=== Exercise task ===
Pull out and copy each line of the records that contains the word "instance". Case matters, so match it exactly.

=== Extracted material ===
------------------------------------

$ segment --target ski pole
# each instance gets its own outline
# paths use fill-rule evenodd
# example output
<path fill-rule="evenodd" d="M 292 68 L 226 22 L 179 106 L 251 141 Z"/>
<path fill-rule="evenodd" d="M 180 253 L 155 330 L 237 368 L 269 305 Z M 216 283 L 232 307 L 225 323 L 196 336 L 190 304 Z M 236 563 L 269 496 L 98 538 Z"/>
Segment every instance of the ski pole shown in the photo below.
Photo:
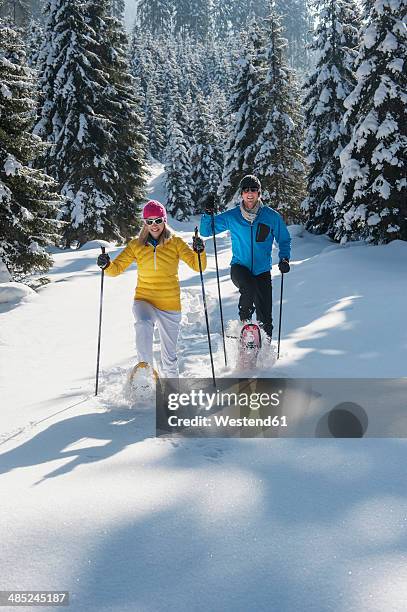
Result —
<path fill-rule="evenodd" d="M 102 253 L 106 252 L 105 247 L 100 247 L 102 249 Z M 99 362 L 100 362 L 100 338 L 102 336 L 102 307 L 103 307 L 103 282 L 105 280 L 105 271 L 101 270 L 102 274 L 100 277 L 100 307 L 99 307 L 99 335 L 98 335 L 98 354 L 96 359 L 96 386 L 95 386 L 95 395 L 98 394 L 99 388 Z"/>
<path fill-rule="evenodd" d="M 281 338 L 281 317 L 283 314 L 283 286 L 284 286 L 284 274 L 281 273 L 281 291 L 280 291 L 280 319 L 278 322 L 278 348 L 277 348 L 277 359 L 280 359 L 280 338 Z"/>
<path fill-rule="evenodd" d="M 198 238 L 198 226 L 195 227 L 195 238 Z M 208 334 L 209 355 L 210 355 L 210 358 L 211 358 L 213 386 L 216 387 L 215 369 L 213 367 L 213 354 L 212 354 L 211 334 L 210 334 L 210 331 L 209 331 L 208 308 L 206 306 L 205 285 L 204 285 L 204 282 L 203 282 L 202 263 L 201 263 L 201 254 L 200 253 L 198 253 L 198 262 L 199 262 L 199 274 L 201 276 L 202 299 L 203 299 L 204 309 L 205 309 L 206 332 Z"/>
<path fill-rule="evenodd" d="M 218 250 L 216 248 L 215 219 L 214 219 L 214 216 L 213 216 L 213 212 L 211 214 L 211 221 L 212 221 L 213 249 L 214 249 L 214 252 L 215 252 L 216 278 L 218 280 L 218 298 L 219 298 L 220 324 L 221 324 L 221 327 L 222 327 L 222 338 L 223 338 L 223 354 L 225 356 L 225 366 L 227 366 L 228 365 L 228 361 L 227 361 L 227 357 L 226 357 L 226 343 L 225 343 L 225 328 L 224 328 L 224 325 L 223 325 L 222 297 L 221 297 L 221 294 L 220 294 Z"/>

------------------------------------

=== Answer to the problem ===
# each instance gets its own outline
Segment every instance of the ski pole shown in the photo below.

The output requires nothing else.